In today’s data-driven world, organizations increasingly rely on video to capture critical information, yet extracting meaningful, real-time insights from massive amounts of footage remains a challenge. NVIDIA Metropolis Blueprint for video search and summarization (VSS) overcomes this hurdle by transforming millions of live video streams or hours of recorded video into instantly searchable, actionable intelligence.
VSS brings a reference architecture for building video analytics AI agents that perceive, reason, and act in real-time on massive volumes of live video streams and recorded data. It uses accelerated vision-based microservices, vision-language models (VLMs), large language models (LLMs), and retrievers for real-time video intelligence, agentic search, and automated reporting. VSS helps enterprises monitor operations, detect trends, and make informed decisions faster than ever. The latest version of VSS brings a new modular design, advanced fusion search capability and a set of skills to easily integrate with autonomous agents.
In this post you will learn how to use the new VSS skills with coding agents to automate VSS deployment and integration into custom applications, followed by a deep dive into the technology behind VSS 3. Continue reading to learn how to use VSS skills with coding agents for building autonomous video analytics AI Agents.
You can also join us live on Wednesday, May 13, at 9 am PT, to learn how to build a video analytics AI agent with VSS skills.
Build a video AI agent with VSS skills and coding agents
In the past, developers had to manually configure, deploy and integrate the rich set of microservices VSS provides for video management, search, summarization and more to build video analytic applications. Today, it’s possible to use coding agents augmented with VSS skills to automate the deployment, usage and integration of VSS all through a simple agentic chat interface.
VSS skills are hosted on the VSS GitHub Repository and follow the agent skills specification, allowing them to be used with a wide variety of agents. A prerequisite to utilizing these skills is to have a system that is set up to run VSS and an agent compatible with skills such as Codex, Claude Code, OpenClaw, or NemoClaw.
First we will show an example of how to add VSS skills to Codex and use it to deploy the VSS search profile. Then, we will show how to add VSS skills to OpenClaw, which will allow us to interact with our VSS deployment through nearly any chat interface to search and analyze large volumes of video.

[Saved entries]
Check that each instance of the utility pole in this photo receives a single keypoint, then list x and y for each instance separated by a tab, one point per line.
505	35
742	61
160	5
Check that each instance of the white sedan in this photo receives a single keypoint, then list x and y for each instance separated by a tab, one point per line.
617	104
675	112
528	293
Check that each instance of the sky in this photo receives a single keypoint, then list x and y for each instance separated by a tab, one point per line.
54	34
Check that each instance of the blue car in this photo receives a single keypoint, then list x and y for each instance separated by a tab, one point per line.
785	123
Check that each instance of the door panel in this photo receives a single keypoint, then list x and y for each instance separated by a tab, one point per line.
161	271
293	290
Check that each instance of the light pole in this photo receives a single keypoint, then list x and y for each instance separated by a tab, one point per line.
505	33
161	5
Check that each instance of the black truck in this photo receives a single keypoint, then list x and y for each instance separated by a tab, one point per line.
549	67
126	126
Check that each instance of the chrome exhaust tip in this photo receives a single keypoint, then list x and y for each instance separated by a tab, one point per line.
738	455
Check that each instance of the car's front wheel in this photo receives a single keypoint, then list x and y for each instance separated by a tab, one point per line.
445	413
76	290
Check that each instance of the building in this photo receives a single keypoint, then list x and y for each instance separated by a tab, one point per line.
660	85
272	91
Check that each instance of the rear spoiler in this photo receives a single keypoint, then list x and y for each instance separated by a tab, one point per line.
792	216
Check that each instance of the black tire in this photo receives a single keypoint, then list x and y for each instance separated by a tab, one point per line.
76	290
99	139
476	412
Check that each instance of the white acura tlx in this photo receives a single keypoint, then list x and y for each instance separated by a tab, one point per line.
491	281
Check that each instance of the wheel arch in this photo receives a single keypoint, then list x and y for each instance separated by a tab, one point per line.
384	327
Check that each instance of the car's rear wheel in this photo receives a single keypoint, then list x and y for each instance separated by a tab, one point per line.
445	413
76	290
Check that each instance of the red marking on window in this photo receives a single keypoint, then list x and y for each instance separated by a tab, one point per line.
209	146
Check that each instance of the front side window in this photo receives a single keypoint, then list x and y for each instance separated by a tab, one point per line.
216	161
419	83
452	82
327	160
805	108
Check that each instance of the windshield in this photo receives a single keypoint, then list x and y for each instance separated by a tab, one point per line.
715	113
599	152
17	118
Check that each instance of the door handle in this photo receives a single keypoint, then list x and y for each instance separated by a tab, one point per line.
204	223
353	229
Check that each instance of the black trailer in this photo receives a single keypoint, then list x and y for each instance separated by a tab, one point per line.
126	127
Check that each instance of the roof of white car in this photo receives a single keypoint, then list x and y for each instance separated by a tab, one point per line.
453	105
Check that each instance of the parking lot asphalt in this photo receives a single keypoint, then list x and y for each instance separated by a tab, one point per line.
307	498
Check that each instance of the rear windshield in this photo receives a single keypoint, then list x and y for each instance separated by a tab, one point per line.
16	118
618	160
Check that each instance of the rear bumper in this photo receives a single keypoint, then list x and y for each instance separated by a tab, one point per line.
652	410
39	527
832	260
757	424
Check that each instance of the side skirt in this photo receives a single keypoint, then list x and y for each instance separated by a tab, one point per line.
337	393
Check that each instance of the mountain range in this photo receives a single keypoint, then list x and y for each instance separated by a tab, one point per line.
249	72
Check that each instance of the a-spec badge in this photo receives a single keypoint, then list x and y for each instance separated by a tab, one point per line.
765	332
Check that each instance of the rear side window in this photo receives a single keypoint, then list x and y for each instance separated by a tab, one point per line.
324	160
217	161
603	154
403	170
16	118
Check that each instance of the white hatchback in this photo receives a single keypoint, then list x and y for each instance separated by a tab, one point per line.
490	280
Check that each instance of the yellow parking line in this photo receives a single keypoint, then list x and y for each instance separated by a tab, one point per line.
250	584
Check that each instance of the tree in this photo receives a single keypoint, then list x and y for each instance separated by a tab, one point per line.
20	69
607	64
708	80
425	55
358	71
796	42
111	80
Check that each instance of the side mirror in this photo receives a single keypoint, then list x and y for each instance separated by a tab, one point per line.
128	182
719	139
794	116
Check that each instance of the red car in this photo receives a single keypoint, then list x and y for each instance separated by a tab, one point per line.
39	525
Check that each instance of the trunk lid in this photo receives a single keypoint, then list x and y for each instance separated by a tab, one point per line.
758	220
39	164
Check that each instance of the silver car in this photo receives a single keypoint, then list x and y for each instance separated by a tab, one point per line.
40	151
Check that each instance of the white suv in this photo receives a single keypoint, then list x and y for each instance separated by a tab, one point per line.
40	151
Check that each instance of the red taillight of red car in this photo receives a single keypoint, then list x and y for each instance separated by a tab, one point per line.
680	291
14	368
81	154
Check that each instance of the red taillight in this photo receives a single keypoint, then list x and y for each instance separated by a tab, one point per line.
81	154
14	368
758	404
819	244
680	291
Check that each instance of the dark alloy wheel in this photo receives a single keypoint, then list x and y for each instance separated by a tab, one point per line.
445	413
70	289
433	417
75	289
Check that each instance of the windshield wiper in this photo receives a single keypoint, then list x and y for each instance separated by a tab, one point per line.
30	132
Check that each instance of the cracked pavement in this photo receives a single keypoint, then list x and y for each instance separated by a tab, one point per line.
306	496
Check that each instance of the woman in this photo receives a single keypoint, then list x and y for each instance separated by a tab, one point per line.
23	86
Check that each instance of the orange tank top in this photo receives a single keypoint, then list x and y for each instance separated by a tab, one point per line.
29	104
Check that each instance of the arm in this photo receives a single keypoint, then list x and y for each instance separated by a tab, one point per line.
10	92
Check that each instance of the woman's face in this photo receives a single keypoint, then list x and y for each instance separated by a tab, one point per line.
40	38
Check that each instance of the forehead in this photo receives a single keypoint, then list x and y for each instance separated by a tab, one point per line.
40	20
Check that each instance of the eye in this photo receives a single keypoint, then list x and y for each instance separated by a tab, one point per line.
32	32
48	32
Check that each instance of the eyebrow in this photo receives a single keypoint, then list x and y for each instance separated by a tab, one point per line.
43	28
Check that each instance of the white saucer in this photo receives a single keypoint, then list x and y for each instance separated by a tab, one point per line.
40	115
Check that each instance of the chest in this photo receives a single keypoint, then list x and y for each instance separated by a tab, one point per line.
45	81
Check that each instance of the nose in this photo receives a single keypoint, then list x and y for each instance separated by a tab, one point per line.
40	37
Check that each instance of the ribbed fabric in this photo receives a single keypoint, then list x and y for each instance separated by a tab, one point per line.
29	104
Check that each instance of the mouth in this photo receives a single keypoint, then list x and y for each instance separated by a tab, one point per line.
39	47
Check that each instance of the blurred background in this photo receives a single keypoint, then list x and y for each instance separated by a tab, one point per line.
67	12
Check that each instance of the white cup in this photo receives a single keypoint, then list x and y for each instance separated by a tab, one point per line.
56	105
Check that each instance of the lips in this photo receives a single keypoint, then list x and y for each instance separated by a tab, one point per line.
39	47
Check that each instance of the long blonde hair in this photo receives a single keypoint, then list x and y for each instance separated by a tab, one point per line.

Assigned task: Pick up the article on building video analytics agents with VSS skills right after its final sentence, and continue it from there.

Result of this exercise:
Setting up the VSS pre-requisites
The first step is to prepare a system to run VSS. The easiest way to do this is to use the NVIDIA Brev Launchable for VSS. Go to the VSS launchable documentation page and click the “Launch Blueprint” button and then “Deploy Launchable.”
Once deployed click the Open Notebook button and navigate to the /video-search-and-summarization/scripts/deploy_vss_launchable.ipynb notebook. Paste in your NGC_CLI_API_KEY from NGC in the first cell and then execute the entire notebook including the tear-down section. This will ensure the system is fully set up for VSS and then you can make use of the deployment skill to manage our VSS deployment from our coding agent.
Once the notebook has run to completion, install the Brev CLI on your host system, launch VSCode and remotely connect to your Brev Instance following the Using Brev CLI (SSH) section from your Launchable page as shown in Figure 2, below.
Once you have a remote access configured, you can install the Codex through the VSCode extension to use as the coding agent.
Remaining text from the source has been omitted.